Work required: Take the line with "You are given a photograph. For the adjacent" and the rest of the lines after it, to the end of the entries, and restate them exactly.

Exercise inputs:
....

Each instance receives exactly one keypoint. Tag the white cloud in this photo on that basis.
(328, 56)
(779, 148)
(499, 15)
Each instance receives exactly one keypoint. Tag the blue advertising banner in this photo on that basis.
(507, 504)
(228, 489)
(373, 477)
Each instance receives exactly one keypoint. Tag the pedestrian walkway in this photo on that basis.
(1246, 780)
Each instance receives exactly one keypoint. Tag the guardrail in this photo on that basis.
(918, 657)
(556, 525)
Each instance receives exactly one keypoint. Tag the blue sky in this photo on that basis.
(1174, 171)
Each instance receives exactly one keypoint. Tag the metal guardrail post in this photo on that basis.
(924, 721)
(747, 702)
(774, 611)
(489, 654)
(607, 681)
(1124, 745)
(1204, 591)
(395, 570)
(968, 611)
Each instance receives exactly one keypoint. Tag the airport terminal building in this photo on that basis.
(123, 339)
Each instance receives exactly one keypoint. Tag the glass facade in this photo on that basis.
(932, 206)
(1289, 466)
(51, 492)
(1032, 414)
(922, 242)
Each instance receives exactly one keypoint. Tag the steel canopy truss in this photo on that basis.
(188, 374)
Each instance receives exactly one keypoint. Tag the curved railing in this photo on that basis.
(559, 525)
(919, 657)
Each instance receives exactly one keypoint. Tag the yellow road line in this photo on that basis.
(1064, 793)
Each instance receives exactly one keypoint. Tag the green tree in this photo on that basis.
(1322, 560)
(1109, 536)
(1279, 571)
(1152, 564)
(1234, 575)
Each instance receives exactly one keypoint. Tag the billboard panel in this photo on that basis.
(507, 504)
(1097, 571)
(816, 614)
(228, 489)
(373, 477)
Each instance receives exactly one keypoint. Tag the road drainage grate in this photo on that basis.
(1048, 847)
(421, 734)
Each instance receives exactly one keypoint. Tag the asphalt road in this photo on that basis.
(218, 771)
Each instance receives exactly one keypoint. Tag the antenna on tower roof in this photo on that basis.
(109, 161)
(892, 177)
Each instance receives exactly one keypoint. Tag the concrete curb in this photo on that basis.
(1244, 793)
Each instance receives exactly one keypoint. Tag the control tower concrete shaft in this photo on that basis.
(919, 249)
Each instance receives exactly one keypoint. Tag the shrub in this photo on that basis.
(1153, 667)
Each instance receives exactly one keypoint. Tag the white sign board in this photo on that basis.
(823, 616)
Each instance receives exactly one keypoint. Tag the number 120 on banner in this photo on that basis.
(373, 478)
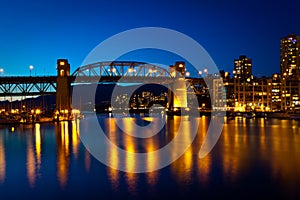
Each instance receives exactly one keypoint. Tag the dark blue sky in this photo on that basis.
(37, 32)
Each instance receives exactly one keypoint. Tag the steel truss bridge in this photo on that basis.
(116, 71)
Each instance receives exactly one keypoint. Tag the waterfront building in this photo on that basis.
(242, 67)
(290, 57)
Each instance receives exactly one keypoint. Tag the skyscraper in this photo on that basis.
(242, 67)
(290, 57)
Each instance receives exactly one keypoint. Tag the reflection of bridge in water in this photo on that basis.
(116, 71)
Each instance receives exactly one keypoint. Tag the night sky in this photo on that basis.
(38, 32)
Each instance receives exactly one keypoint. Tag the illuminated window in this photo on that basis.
(62, 73)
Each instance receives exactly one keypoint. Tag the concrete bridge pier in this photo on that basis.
(63, 109)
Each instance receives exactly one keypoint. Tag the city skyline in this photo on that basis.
(38, 33)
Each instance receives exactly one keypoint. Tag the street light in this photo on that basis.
(30, 69)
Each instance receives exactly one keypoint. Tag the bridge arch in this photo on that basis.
(121, 69)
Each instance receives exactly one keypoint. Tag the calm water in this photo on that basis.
(254, 158)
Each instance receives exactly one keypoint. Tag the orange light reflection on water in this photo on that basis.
(63, 158)
(2, 161)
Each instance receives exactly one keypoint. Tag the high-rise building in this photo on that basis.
(290, 57)
(242, 67)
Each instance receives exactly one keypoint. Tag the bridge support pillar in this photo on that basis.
(63, 94)
(177, 95)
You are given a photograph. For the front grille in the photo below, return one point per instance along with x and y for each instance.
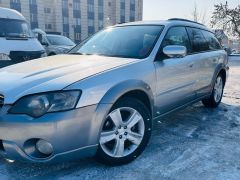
(1, 100)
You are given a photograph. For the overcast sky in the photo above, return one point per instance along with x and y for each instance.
(165, 9)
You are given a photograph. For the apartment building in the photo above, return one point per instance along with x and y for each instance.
(76, 19)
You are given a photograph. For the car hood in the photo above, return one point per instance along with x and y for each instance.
(62, 46)
(52, 73)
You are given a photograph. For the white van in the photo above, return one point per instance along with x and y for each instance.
(17, 42)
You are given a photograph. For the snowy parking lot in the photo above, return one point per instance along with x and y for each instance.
(194, 143)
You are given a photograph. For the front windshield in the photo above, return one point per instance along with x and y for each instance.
(11, 28)
(128, 42)
(60, 41)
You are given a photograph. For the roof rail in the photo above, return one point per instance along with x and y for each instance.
(186, 20)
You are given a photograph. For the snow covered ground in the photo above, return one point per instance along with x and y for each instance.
(195, 143)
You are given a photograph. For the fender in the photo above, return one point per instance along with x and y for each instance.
(124, 87)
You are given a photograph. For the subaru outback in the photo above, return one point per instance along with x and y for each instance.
(102, 98)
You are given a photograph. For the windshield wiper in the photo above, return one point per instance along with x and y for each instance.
(20, 36)
(77, 53)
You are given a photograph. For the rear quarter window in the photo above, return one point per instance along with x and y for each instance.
(213, 43)
(198, 41)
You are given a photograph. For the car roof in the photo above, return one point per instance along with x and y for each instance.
(168, 23)
(55, 35)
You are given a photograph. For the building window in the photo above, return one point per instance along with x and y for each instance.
(132, 10)
(65, 4)
(91, 21)
(66, 34)
(78, 22)
(15, 4)
(100, 24)
(76, 5)
(48, 26)
(65, 16)
(77, 37)
(65, 20)
(122, 11)
(76, 9)
(32, 1)
(47, 10)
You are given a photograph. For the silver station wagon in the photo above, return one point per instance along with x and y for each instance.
(102, 98)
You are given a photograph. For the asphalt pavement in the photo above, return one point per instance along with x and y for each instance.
(194, 143)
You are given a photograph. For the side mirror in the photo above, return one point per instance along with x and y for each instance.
(174, 51)
(44, 43)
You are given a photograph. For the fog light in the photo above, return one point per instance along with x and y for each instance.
(44, 147)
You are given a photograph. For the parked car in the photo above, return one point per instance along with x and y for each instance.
(54, 44)
(17, 43)
(102, 98)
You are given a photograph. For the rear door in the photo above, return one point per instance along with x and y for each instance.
(205, 59)
(175, 82)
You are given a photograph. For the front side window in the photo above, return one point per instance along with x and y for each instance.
(199, 43)
(129, 42)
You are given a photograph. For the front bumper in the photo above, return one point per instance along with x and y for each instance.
(72, 134)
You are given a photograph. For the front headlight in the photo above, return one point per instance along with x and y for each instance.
(40, 104)
(4, 57)
(62, 50)
(44, 55)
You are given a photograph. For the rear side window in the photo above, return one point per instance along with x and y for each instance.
(177, 36)
(213, 43)
(199, 43)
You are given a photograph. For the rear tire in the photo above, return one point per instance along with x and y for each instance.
(125, 133)
(217, 93)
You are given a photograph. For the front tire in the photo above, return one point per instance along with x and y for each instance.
(125, 133)
(217, 93)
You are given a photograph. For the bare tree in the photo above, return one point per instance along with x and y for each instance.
(227, 18)
(197, 16)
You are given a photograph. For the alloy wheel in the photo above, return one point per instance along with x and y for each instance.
(122, 132)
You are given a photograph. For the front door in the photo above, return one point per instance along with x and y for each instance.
(175, 80)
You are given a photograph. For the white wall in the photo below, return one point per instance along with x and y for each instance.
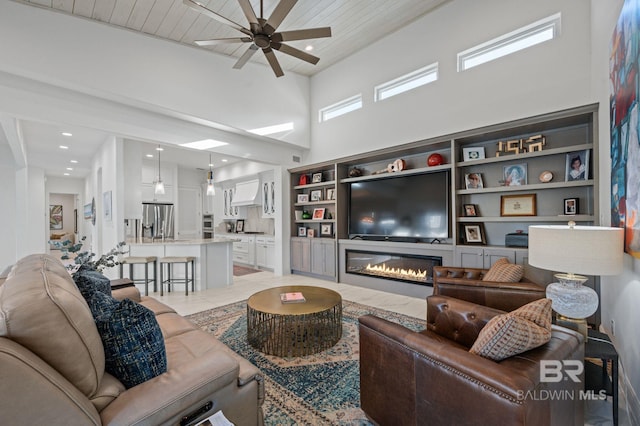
(547, 77)
(137, 69)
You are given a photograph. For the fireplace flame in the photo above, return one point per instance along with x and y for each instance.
(384, 270)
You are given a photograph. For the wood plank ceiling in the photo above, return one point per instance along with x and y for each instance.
(354, 23)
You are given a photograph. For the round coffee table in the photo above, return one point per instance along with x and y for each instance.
(294, 329)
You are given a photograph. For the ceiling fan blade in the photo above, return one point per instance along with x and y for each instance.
(211, 14)
(302, 34)
(245, 56)
(295, 52)
(273, 61)
(277, 16)
(217, 41)
(250, 14)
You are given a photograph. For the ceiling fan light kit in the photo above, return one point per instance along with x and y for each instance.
(262, 33)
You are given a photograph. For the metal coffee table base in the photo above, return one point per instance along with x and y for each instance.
(296, 330)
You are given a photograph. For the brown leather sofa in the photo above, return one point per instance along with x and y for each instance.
(467, 284)
(52, 361)
(430, 377)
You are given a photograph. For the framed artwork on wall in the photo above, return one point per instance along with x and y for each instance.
(55, 216)
(473, 233)
(518, 205)
(577, 166)
(472, 153)
(515, 175)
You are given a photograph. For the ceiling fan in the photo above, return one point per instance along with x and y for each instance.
(262, 33)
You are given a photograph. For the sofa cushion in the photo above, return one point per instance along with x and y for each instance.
(133, 342)
(42, 309)
(504, 272)
(89, 280)
(515, 332)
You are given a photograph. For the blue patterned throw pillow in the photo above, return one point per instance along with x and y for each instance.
(133, 344)
(89, 280)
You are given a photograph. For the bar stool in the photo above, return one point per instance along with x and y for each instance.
(169, 261)
(141, 260)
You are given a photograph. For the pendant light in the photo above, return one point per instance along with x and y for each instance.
(211, 190)
(159, 186)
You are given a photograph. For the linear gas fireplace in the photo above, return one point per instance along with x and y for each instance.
(411, 268)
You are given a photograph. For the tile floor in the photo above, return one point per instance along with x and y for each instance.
(597, 413)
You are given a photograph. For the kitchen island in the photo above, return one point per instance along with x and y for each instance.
(214, 258)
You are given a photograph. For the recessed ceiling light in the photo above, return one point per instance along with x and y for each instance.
(204, 144)
(270, 130)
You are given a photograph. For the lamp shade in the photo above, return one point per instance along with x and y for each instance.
(589, 250)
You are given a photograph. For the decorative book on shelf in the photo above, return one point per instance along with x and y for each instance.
(295, 297)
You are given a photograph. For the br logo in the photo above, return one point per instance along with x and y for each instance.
(554, 371)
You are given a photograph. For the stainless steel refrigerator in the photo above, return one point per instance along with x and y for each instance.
(157, 220)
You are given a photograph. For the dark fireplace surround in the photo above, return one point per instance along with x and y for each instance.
(409, 268)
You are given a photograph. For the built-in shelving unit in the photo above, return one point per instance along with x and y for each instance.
(565, 133)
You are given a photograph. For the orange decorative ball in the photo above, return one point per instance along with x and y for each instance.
(435, 160)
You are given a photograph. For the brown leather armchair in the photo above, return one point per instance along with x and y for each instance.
(430, 377)
(467, 284)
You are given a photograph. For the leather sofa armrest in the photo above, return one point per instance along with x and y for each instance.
(34, 393)
(166, 398)
(399, 367)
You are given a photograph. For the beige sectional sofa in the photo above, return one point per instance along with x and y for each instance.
(52, 362)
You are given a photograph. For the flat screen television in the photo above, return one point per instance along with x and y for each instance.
(411, 207)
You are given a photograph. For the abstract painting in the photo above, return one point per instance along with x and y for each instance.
(625, 126)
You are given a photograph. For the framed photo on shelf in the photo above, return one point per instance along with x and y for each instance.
(316, 195)
(577, 166)
(515, 174)
(473, 233)
(318, 214)
(473, 181)
(470, 210)
(518, 205)
(326, 230)
(331, 194)
(571, 206)
(472, 153)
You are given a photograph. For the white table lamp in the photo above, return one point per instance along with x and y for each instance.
(590, 250)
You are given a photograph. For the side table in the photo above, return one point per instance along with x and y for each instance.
(596, 379)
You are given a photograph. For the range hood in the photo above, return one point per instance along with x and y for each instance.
(247, 193)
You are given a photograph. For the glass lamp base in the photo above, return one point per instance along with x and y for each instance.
(570, 298)
(579, 325)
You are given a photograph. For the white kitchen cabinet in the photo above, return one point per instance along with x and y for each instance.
(268, 198)
(265, 252)
(244, 250)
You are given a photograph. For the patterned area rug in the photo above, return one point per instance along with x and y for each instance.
(320, 389)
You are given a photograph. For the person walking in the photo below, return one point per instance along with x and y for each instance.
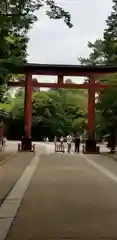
(77, 143)
(69, 141)
(61, 141)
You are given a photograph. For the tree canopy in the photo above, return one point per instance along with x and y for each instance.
(104, 51)
(54, 113)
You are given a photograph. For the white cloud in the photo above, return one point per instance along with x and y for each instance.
(51, 41)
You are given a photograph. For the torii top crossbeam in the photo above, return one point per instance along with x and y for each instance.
(64, 70)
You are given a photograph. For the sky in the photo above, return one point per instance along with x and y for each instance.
(52, 42)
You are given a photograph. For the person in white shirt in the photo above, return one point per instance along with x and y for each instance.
(69, 141)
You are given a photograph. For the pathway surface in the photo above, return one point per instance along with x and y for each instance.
(62, 196)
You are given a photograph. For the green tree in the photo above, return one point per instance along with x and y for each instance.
(53, 113)
(104, 51)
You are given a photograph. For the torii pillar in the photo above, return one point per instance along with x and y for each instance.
(26, 139)
(91, 141)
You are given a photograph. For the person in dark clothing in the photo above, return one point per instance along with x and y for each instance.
(77, 143)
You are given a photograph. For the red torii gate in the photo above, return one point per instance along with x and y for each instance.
(91, 72)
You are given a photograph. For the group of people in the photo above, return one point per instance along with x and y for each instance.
(69, 139)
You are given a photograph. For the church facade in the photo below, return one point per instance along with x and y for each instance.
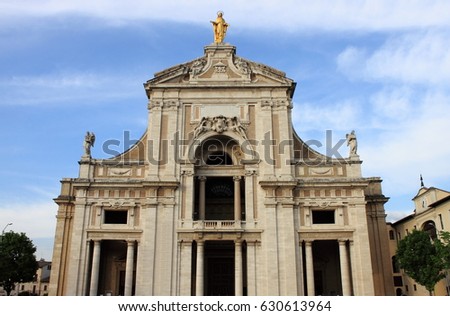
(220, 196)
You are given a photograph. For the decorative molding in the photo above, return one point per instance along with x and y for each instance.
(220, 124)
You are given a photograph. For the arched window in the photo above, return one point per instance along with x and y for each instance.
(430, 228)
(218, 158)
(395, 267)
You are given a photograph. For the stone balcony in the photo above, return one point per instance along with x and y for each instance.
(218, 225)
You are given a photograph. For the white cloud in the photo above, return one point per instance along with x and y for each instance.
(35, 219)
(413, 58)
(339, 116)
(58, 88)
(262, 14)
(409, 147)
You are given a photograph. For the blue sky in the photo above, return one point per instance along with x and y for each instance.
(381, 68)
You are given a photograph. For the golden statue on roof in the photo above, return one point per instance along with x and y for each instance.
(220, 28)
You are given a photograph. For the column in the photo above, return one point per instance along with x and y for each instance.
(95, 268)
(237, 198)
(345, 277)
(356, 285)
(129, 267)
(251, 268)
(238, 276)
(201, 198)
(199, 282)
(185, 271)
(309, 268)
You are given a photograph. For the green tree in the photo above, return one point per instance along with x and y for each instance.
(17, 260)
(422, 258)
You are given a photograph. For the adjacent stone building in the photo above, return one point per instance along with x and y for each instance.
(431, 214)
(220, 196)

....

Answer to this exercise:
You are given a photograph. For the adjacent stone building in the photo above, return one point per instance along with x and y for each instance.
(431, 214)
(220, 196)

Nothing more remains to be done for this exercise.